## Raw data

========================================================================

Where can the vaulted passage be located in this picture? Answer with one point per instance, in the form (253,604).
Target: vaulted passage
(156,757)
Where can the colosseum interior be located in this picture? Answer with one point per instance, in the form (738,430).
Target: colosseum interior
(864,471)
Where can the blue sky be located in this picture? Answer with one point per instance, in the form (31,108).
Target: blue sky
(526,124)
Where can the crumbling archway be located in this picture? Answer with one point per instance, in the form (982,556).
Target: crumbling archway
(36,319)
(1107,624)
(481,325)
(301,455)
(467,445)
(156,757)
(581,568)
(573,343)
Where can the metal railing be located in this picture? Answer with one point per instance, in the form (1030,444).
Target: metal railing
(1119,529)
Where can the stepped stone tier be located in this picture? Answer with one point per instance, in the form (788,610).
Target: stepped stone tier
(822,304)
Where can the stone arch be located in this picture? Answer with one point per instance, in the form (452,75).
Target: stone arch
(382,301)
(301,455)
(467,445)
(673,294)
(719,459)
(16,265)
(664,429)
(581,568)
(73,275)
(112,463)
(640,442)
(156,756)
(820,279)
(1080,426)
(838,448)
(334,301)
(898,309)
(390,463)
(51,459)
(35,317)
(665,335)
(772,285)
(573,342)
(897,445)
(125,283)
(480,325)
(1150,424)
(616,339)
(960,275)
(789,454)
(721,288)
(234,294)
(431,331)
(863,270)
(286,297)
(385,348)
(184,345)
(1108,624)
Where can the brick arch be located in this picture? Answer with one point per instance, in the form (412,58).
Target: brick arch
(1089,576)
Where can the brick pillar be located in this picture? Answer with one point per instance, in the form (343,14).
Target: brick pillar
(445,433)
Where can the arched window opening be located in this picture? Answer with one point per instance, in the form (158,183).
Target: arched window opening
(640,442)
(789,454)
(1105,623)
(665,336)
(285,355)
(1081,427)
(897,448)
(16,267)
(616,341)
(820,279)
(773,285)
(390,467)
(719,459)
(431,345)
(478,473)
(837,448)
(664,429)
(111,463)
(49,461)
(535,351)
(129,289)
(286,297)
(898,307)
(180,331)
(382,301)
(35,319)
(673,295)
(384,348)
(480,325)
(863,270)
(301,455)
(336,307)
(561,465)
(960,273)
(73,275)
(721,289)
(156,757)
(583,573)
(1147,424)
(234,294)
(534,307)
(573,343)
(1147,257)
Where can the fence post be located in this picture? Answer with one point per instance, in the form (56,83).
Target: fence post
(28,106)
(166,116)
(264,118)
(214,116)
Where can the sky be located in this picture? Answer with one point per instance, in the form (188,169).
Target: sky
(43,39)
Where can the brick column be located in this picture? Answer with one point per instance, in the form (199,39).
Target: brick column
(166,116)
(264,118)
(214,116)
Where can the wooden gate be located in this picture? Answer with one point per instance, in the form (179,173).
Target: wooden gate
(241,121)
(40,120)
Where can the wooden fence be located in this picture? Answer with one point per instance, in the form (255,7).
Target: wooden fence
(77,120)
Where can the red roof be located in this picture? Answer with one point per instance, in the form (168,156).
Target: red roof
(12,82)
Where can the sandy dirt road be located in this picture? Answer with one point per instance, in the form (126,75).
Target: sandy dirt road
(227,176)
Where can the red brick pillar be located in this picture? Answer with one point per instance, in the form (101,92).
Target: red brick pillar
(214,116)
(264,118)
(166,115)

========================================================================

## Your instructions
Copy out the whole listing exactly; please set it all down.

## Answer to this exercise
Where can the vaulted passage be located in this picture? Answer with one point per instance, in the form (253,604).
Target: vaulted passage
(156,757)
Where can the colosseum interior be located in this picture? Answer with one point per instance, in the form (738,430).
Target: colosseum interior
(864,471)
Where can the blue sky be located in this picture? Answer with one point per instance, in the form (31,108).
Target: blue sky
(526,124)
Where can the crumbling archway be located in this picture? Answer with one point per instance, in the form (982,556).
Target: crumbling archway
(36,319)
(1107,624)
(481,325)
(301,455)
(467,445)
(156,757)
(581,568)
(573,343)
Where can the metal railing be located in this picture? Answer with one point per instance, in the form (1030,444).
Target: metal railing
(1119,529)
Where can the stepped stone tier be located in this picture? Answer with one point per instance, in the form (788,610).
Target: stepped stone tier
(822,304)
Where can the stone arch be located in this picture? Answer with one point per instance, in the form (452,75).
Target: stone arch
(382,301)
(301,455)
(467,445)
(673,294)
(719,459)
(16,265)
(664,429)
(581,568)
(73,275)
(112,463)
(640,442)
(156,756)
(820,279)
(1080,426)
(838,448)
(334,301)
(898,309)
(390,463)
(51,459)
(35,317)
(665,335)
(772,285)
(573,342)
(897,445)
(125,283)
(480,325)
(1150,424)
(616,339)
(960,275)
(789,454)
(721,288)
(234,294)
(431,331)
(863,270)
(286,297)
(385,348)
(184,345)
(1108,624)
Where can the brick arch be located in this picture? Answer with one point per instance, in the form (412,58).
Target: brick arch
(1089,576)
Where can the brick pillar be located in this picture? Answer with one point per instance, in the form (343,14).
Target: brick pillar
(445,433)
Where can the arched window opening be located in this picture? Answer with one point per instance, in the form (158,183).
Target: arched window opening
(640,442)
(789,454)
(1105,623)
(665,336)
(285,355)
(1081,427)
(897,448)
(16,267)
(616,341)
(820,279)
(773,285)
(390,467)
(719,459)
(431,345)
(478,473)
(837,448)
(664,429)
(111,463)
(49,461)
(535,351)
(129,289)
(286,297)
(898,307)
(180,331)
(382,301)
(35,319)
(673,295)
(384,348)
(480,325)
(863,270)
(301,455)
(336,307)
(561,465)
(960,273)
(73,275)
(721,289)
(156,757)
(583,573)
(1147,424)
(234,294)
(534,307)
(573,343)
(1147,257)
Where can the fence post be located in this picture? Answer with one point per instance, in the form (56,83).
Target: fence post
(28,106)
(166,116)
(264,118)
(214,116)
Where can the sky be located in this picture? Answer with one point per instance, in the form (188,169).
Target: sky
(43,39)
Where can the brick column be located in this picture? Answer with one point per instance, in the form (199,39).
Target: brick column
(166,116)
(264,118)
(214,116)
Where can the wooden gate be located in this picture? Answer with one point per instance, in the form (179,173).
Target: wooden gate
(241,121)
(40,120)
Where can the wooden fence be located in this picture? Answer with one point per instance, in the form (255,7).
Target: wooden fence
(77,120)
Where can the red roof be located in this picture? Answer with one point per instance, in the form (168,156).
Target: red roof
(12,82)
Where can the sandy dirt road be located in this picture? Answer with one point per instance, in the form (126,75).
Target: sandy dirt road
(227,176)
Where can the red brick pillar be located in this picture? Answer with one point per instance, in the form (101,92).
Target: red brick pillar
(214,116)
(264,118)
(166,115)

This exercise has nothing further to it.